**Problem details:** For this exercise, repeat the records below exactly and omit every picture.

==== Recorded information

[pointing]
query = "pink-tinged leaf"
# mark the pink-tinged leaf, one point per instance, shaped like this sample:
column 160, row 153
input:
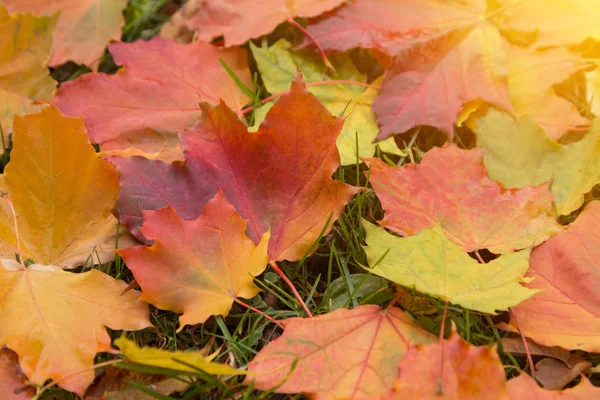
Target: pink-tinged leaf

========

**Answer to this task:**
[pointing]
query = "pink-tinged leaf"
# mark the pink-tinged leaf, one point per instance, shaped like this sample:
column 160, row 153
input:
Target: pink-tinged leaf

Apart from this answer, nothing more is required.